AIM OF THE EXERCISE — Each line in the listing below needs to be transcribed exactly.
━━━
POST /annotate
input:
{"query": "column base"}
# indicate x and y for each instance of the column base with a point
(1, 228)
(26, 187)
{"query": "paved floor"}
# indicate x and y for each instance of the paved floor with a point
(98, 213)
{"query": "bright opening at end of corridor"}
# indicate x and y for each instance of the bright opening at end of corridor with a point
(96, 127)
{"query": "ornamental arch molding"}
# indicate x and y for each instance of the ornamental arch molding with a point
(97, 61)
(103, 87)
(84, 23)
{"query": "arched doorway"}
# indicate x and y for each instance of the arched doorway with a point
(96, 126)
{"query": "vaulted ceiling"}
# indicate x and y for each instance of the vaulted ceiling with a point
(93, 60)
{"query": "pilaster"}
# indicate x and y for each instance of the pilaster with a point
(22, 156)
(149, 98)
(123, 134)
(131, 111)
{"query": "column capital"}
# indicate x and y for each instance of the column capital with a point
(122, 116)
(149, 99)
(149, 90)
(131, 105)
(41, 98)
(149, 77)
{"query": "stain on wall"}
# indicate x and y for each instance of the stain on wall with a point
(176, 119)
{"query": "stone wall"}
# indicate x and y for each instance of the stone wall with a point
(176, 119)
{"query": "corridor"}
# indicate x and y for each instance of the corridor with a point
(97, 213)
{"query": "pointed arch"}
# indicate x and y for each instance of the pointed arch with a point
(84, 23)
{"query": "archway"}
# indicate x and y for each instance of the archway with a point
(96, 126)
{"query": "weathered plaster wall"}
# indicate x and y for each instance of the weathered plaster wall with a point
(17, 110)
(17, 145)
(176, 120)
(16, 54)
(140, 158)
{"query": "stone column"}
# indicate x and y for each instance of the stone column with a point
━━━
EXERCISE OUTPUT —
POST /annotate
input:
{"query": "column base"}
# indicate x and y for each instance of the column base with a point
(1, 228)
(26, 187)
{"query": "paved floor"}
# indicate x and y for each instance of the paved floor with a point
(98, 213)
{"query": "bright opening at end of corridor"}
# indicate x and y for each instance of the bright opening at end of corridor with a point
(96, 127)
{"query": "ornamental arch molding"}
# indicate x and y for each instance of the ornamental arch molding with a point
(97, 61)
(103, 87)
(84, 23)
{"query": "arched doorway"}
# indicate x and y for each instance of the arched doorway with a point
(96, 126)
{"query": "vaulted ceiling"}
# indicate x and y for each instance of the vaulted ceiling with a point
(93, 60)
{"query": "pilaster"}
# indicate x and y for each instance of the pilaster with a point
(22, 156)
(149, 98)
(123, 134)
(131, 111)
{"query": "column capital"}
# indicate x and y for each instance of the column capital with a point
(122, 116)
(149, 99)
(149, 90)
(131, 105)
(41, 98)
(149, 77)
{"query": "stain on wall"}
# indicate x and y for each instance of the stain on wall with a point
(176, 119)
{"query": "stone wall"}
# indicate x and y for each instance of the stone wall with a point
(176, 119)
{"query": "corridor"}
# indicate x and y for each instance of the corridor with a point
(97, 213)
{"query": "pointed arch"}
# indicate x and y for each instance of the pointed arch with a point
(84, 23)
{"query": "archway"}
# indicate x and y for each instance of the archway with a point
(96, 126)
{"query": "weathered plaster wall"}
# indicate x and y for each instance of the weathered plaster wall with a point
(17, 110)
(17, 145)
(176, 120)
(16, 54)
(140, 158)
{"query": "stone column"}
# indicate x and y for each instance of the stone column with a point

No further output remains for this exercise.